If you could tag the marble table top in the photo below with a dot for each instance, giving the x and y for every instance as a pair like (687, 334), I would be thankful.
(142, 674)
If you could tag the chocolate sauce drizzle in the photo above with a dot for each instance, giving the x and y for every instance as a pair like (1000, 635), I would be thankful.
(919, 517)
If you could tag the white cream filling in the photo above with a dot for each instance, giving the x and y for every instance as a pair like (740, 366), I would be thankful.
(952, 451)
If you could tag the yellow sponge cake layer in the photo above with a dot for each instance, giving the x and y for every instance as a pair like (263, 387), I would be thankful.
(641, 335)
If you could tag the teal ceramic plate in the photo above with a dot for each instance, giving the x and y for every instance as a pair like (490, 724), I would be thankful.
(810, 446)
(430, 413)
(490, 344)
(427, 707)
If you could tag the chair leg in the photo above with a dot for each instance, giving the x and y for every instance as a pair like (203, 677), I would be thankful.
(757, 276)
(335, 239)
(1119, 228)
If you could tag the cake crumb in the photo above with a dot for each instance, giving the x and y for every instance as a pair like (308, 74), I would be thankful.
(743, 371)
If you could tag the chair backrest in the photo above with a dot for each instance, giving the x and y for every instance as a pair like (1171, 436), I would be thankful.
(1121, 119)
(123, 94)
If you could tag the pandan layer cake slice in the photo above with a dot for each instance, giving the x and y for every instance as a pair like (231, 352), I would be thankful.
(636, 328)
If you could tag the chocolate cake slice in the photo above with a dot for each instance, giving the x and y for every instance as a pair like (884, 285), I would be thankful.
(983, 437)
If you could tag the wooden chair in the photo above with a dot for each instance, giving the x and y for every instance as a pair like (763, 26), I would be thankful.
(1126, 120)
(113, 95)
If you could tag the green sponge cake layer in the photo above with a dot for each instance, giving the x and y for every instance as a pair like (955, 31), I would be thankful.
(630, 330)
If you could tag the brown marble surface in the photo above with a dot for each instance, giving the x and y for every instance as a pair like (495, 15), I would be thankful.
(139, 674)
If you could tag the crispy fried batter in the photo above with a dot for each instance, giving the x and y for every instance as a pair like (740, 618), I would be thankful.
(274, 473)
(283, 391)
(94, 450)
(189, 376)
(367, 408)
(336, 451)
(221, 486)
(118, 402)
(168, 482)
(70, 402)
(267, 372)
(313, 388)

——

What this task involves:
Reproduce the full set of records precisely.

Exercise output:
If you could tag the marble table top in the photo below with a dot for each instance, giving the x and y for every instance as a pair like (687, 334), I would be thankful.
(142, 674)
If you could tag the chocolate sauce drizzle in the photo above with a dot for each instance, giving the x and y for every instance as a pair like (1000, 635), I would be thankful.
(919, 517)
If you could tag the white cream filling in the photo above with a dot for each instance, giving the x and y for every instance as a pair like (740, 366), I would be thankful.
(952, 451)
If you could tag the yellow sponge cake layer in the photo above with a dot for each instance, giving the x and y for every instance as a pair like (263, 387), I would be thankful.
(641, 335)
If you could tag the teal ceramic plate in the photo above with a dot for each instance, giving the x and y for every instance as a pair like (490, 724), I would be thankful.
(810, 446)
(430, 413)
(490, 344)
(427, 707)
If you could tag the chair leg in the photo above with a dot for each instance, giving the x and y for every instance as a pair like (203, 677), I would be thankful.
(757, 276)
(335, 239)
(1119, 228)
If you could tag the cake crumb in the photo above with a dot for each instance, giving the x and y for every instance as a pair like (308, 74), I would be thankful.
(743, 371)
If you could tag the chair backrest in the photo above with a dot for each instance, giving the x and y for every instance as a pair like (1171, 436), I would be thankful.
(1121, 119)
(123, 94)
If you could tag the pandan layer cake slice in the photo above with a dot for each instance, giving the x and y for every instance as a pair like (231, 352), I would be thankful.
(636, 328)
If you could tag the chocolate cake slice in the photo above with a dot for each instance, giving the x and y for every instance as a pair like (884, 285), I would be thankful.
(983, 437)
If you could tag the wooden chair in the photo above with a dot for each instance, giving the x and y for every instance as a pair like (763, 26), I would be thankful.
(1126, 120)
(113, 95)
If you could tag the green sponge cake layer in the photo above with a dot for each instance, giving the x and y for every instance as a pair like (955, 31), I would be thankful.
(630, 330)
If you could tag the brown marble surface in the photo above with a dot for each instance, giving the x and y for every instance as a pair like (495, 15), I would be thankful.
(139, 674)
If you could tag the crispy fried batter in the photo above with a dot for each instance, giving the x and y for every instance as a pair like (740, 618), I would be thankful.
(274, 473)
(283, 391)
(94, 450)
(189, 376)
(367, 408)
(336, 451)
(221, 486)
(118, 402)
(168, 482)
(70, 402)
(267, 372)
(313, 388)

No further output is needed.